Brano di partenza =
┄┄┄┄┄┄

Il futuro dell’America è il Texas

Le ragioni le spiega il premio Pulitzer Lawrence Wright – l'autore di "The Looming Tower" – in un nuovo libro uscito da poco in Italia

Austin, Texas (Tim Monzingo/The Daily Sentinel)
Austin, Texas (Tim Monzingo/The Daily Sentinel)

Per quanto sia considerato da sempre una sorta di distillato degli Stati Uniti, o di America in miniatura, da qualche anno sempre più giornalisti ed esperti considerano lo stato meridionale del Texas anche un condensato dell’America del futuro: per via della sua economia particolarmente dinamica, che ha saputo diversificarsi e diventare sempre più indipendente dal petrolio, e anche di una popolazione che diventa ogni anno sempre meno bianca e sempre più progressista, a fronte di una ridimensionata ma molto bellicosa maggioranza conservatrice. Le grandi città del Texas – Houston, Dallas, Austin, San Antonio – sono infatti da tempo tra quelle che crescono di più dal punto di vista economico e demografico, e questo ha reso il Texas anche uno stato molto meno conservatore che in passato: alle elezioni presidenziali del 2016 Hillary Clinton ha perso in Texas con un distacco minore di quanto abbia perso in Ohio, considerato lo “stato in bilico” per eccellenza, e alle elezioni di metà mandato del 2018 un candidato del Partito Democratico è arrivato vicinissimo a vincere un seggio al Senato battendo il famoso senatore Ted Cruz del Partito Repubblicano. Il Texas è anche al centro di quasi tutte le discussioni statunitensi sull’immigrazione: è uno stato di confine – probabilmente LO stato di confine – ed è quello nel quale dovrebbe sorgere di gran lunga la più ampia porzione del muro che l’amministrazione Trump intende costruire.

┄┄┄┄┄┄

Obiettivo 1 = Traduci in inglese questa frase del brano sul Texas: "Il Texas è anche al centro di quasi tutte le discussioni statunitensi sull’immigrazione: è uno stato di confine – probabilmente LO stato di confine – ed è quello nel quale dovrebbe sorgere di gran lunga la più ampia porzione del muro che l’amministrazione Trump intende costruire."
Obiettivo 2 = Scrivi il seguito del brano sul Texas, ripartendo dopo la sua ultima frase.

┄┄┄┄┄┄

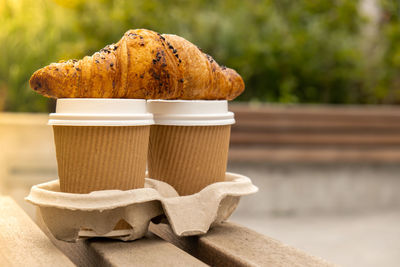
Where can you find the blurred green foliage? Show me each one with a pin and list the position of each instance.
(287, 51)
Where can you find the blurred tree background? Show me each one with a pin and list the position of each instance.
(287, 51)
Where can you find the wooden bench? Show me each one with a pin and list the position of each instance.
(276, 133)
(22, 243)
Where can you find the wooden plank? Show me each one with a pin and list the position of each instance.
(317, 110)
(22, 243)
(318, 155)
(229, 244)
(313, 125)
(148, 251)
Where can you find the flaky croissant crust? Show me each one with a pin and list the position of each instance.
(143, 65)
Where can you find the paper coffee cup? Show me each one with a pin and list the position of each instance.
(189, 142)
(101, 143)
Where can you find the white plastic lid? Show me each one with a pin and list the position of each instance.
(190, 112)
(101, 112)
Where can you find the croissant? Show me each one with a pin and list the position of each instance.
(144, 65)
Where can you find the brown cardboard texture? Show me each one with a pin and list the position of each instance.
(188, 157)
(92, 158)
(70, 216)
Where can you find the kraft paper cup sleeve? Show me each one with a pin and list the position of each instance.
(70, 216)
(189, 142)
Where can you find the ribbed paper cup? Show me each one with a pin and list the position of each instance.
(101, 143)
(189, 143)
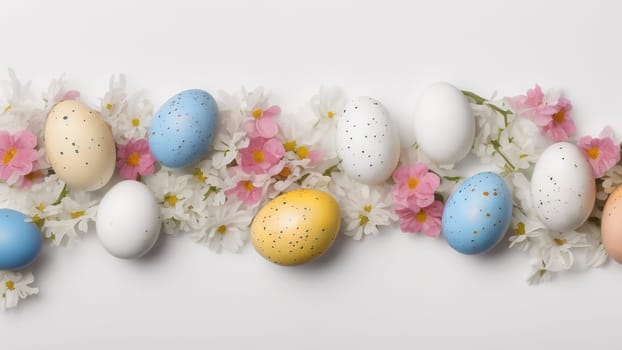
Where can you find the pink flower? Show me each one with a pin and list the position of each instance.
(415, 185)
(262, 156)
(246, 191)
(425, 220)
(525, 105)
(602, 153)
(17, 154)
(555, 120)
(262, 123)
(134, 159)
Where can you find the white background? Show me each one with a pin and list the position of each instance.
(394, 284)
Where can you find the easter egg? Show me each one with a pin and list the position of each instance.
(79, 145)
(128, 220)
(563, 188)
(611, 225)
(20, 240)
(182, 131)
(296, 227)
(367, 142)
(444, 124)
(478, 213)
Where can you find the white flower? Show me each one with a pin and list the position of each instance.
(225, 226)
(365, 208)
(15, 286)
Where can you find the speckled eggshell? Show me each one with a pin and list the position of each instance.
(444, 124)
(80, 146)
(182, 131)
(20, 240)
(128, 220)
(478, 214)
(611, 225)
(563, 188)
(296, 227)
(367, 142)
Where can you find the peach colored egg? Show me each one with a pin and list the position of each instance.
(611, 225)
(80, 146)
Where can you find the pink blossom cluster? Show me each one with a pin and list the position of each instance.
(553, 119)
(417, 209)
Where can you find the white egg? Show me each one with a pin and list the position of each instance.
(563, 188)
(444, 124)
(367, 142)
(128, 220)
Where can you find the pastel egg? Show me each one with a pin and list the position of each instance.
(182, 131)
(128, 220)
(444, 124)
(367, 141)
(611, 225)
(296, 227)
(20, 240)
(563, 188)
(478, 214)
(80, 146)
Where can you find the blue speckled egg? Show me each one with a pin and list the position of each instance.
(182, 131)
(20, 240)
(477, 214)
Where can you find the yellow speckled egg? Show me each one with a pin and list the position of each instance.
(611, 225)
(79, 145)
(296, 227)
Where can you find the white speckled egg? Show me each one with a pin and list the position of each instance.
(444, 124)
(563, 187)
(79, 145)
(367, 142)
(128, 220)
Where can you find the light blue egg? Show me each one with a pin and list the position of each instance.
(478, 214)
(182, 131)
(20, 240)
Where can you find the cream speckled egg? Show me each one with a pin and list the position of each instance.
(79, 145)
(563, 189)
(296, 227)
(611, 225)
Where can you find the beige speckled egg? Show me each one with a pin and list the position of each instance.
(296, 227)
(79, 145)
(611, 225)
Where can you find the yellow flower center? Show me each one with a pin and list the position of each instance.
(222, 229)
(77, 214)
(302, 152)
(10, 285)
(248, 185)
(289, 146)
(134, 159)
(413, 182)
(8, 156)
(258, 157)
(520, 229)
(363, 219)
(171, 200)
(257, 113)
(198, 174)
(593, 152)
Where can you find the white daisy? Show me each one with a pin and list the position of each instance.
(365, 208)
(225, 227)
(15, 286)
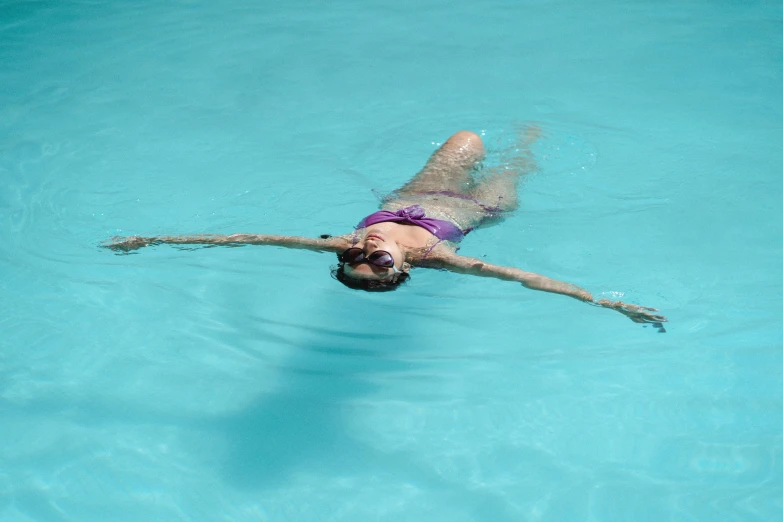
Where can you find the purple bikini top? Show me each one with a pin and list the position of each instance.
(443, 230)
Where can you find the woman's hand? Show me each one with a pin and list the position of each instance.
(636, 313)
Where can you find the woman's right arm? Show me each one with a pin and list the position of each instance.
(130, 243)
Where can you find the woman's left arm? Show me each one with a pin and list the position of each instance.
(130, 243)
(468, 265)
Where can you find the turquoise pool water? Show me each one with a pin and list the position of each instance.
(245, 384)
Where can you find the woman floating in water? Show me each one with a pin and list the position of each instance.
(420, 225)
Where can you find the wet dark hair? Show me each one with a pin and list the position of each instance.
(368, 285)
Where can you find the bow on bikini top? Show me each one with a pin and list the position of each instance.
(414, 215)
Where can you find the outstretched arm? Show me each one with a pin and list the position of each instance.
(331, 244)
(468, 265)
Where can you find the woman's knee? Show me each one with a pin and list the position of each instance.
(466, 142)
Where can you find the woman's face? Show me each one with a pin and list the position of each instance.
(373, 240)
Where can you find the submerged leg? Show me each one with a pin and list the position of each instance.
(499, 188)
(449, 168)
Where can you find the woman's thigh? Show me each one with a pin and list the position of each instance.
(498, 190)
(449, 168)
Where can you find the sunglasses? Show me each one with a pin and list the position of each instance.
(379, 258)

┄┄┄┄┄┄

Soluzione 1 = Texas is also at the center of almost all U.S. debates on immigration: it is a border state – probably THE border state – and it is the one where by far the largest portion of the wall that the Trump administration intends to build is expected to go up.

Soluzione 2 =
Il giornalista americano Lawrence Wright – che ha vinto il premio Pulitzer nel 2007 per The Looming Tower, da cui è stata tratta una popolare serie tv – è texano e nel 2017 mise per iscritto queste riflessioni in un lungo e discusso articolo uscito sul New Yorker, intitolato “Il futuro dell’America è il Texas”. Wright ha poi espanso i contenuti dell’articolo in un libro, che ora è uscito in Italia per NR Edizioni tradotto da Paola Peduzzi, giornalista del Foglio. Il libro si intitola Dio salvi il Texas – Viaggio nel futuro dell’America. Di seguito un estratto.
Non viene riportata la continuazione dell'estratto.